• [OBJECTIVE]:
Everything from the line holding "Please locate the closet" through the last line below must be repeated exactly, and nothing else.

───

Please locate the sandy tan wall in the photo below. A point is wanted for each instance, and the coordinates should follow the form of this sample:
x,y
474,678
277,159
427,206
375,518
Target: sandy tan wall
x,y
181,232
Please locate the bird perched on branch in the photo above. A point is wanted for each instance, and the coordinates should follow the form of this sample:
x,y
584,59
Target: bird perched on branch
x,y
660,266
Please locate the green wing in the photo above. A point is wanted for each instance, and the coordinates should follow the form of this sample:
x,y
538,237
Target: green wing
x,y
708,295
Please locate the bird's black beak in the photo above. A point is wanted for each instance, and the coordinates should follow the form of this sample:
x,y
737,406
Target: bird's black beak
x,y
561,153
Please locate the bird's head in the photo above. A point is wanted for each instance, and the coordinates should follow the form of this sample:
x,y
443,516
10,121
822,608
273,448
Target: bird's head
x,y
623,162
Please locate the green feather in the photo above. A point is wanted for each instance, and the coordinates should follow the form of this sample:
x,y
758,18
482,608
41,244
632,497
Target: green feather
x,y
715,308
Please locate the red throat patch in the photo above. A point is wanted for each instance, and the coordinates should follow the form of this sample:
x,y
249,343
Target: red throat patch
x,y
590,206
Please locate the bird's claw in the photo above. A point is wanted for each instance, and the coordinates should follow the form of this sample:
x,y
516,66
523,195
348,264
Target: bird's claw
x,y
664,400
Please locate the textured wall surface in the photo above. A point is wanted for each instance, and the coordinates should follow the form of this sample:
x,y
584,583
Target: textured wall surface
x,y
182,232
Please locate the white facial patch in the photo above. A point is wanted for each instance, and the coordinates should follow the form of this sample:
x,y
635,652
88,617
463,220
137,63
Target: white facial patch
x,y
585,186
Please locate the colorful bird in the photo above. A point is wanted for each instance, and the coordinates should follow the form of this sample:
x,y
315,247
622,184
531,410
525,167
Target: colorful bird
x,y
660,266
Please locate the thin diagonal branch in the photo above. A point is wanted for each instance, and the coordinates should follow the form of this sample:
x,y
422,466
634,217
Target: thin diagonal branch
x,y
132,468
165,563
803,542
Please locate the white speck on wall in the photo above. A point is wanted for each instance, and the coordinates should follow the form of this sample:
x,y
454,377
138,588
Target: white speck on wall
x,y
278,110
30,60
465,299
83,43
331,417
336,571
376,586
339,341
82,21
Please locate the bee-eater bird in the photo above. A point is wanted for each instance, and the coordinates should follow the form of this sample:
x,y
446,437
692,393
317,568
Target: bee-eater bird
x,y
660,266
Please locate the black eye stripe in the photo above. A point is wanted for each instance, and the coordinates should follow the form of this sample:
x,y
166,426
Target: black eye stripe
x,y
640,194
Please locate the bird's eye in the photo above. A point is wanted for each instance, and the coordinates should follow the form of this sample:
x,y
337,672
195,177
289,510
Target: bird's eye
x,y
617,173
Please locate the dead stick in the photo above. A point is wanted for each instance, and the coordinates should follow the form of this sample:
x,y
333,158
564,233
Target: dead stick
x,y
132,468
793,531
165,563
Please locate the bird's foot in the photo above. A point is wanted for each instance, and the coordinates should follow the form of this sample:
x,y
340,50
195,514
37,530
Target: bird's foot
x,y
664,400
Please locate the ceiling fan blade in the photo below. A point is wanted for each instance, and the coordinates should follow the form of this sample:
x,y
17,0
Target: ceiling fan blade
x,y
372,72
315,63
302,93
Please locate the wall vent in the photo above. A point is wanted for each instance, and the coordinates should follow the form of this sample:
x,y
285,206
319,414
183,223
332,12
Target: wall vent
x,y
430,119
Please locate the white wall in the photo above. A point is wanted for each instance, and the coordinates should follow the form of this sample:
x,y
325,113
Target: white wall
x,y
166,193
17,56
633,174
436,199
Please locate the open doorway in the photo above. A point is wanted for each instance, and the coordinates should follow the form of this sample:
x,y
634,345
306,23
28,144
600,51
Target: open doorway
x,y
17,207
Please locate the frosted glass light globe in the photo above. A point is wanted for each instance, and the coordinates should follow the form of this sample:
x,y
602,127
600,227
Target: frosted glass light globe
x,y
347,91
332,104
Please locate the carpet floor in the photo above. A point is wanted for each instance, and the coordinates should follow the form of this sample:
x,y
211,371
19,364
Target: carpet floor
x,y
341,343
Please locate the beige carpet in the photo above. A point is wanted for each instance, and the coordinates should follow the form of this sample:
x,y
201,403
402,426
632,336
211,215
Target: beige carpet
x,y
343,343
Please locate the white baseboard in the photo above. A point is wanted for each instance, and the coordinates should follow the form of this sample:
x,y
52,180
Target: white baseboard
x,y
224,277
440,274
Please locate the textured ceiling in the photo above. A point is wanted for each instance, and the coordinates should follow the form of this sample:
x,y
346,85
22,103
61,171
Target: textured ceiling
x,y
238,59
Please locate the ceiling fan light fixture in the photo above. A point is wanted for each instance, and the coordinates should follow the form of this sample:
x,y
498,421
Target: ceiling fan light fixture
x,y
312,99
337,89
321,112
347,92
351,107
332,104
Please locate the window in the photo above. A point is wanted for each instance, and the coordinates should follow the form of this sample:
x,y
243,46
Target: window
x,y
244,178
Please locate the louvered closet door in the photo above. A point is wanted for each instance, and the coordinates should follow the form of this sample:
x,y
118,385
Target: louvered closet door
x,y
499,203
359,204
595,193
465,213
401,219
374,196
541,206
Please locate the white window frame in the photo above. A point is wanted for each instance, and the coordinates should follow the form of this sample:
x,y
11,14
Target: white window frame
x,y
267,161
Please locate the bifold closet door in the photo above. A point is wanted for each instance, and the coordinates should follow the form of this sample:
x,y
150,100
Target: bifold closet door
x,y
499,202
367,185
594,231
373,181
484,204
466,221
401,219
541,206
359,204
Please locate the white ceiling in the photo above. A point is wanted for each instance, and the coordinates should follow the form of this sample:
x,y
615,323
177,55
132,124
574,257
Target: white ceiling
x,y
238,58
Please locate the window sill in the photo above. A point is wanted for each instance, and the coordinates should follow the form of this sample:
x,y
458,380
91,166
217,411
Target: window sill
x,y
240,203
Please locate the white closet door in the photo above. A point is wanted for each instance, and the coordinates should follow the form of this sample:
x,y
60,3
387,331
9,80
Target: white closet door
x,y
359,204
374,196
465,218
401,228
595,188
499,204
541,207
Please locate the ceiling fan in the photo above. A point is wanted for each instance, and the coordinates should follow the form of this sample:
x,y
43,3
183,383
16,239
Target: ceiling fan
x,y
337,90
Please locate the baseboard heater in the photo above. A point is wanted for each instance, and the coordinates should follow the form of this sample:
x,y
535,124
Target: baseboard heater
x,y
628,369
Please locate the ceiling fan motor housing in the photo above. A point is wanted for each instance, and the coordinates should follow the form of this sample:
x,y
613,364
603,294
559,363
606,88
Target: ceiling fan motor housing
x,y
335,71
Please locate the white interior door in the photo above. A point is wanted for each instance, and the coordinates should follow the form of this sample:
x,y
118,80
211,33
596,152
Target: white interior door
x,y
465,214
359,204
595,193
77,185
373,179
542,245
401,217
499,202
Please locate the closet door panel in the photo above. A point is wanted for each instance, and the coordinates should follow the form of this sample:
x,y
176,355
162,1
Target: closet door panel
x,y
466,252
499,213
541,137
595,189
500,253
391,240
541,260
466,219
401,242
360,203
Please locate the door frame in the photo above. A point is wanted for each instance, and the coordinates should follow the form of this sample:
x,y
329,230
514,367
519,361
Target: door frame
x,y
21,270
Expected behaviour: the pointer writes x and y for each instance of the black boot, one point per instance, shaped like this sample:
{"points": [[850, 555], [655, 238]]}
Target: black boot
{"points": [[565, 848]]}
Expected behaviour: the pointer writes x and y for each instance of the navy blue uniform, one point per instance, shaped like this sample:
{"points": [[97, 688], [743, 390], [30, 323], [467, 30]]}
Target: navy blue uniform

───

• [ANSWER TO THIS TASK]:
Please locate the closet door panel in the photo above. A point is wanted for each instance, and the coordinates should follow the form of this sample:
x,y
176,355
162,1
Target: closet door panel
x,y
466,252
499,213
541,137
595,189
500,253
391,240
541,260
466,219
401,242
360,203
Please locate the door frame in the photo above. A point is wanted for each instance, and the coordinates should follow the form of this sample:
x,y
329,230
514,367
519,361
Target: door frame
x,y
21,270
Expected behaviour: the pointer writes x and y for each instance of the black boot, one point per instance, shaped like this sample:
{"points": [[850, 555], [655, 238]]}
Target: black boot
{"points": [[565, 848]]}
Expected behaviour: the pointer writes x and y for each instance of the navy blue uniform, one point per instance, shaped like this sample:
{"points": [[97, 688], [743, 390], [30, 323], [467, 30]]}
Target: navy blue uniform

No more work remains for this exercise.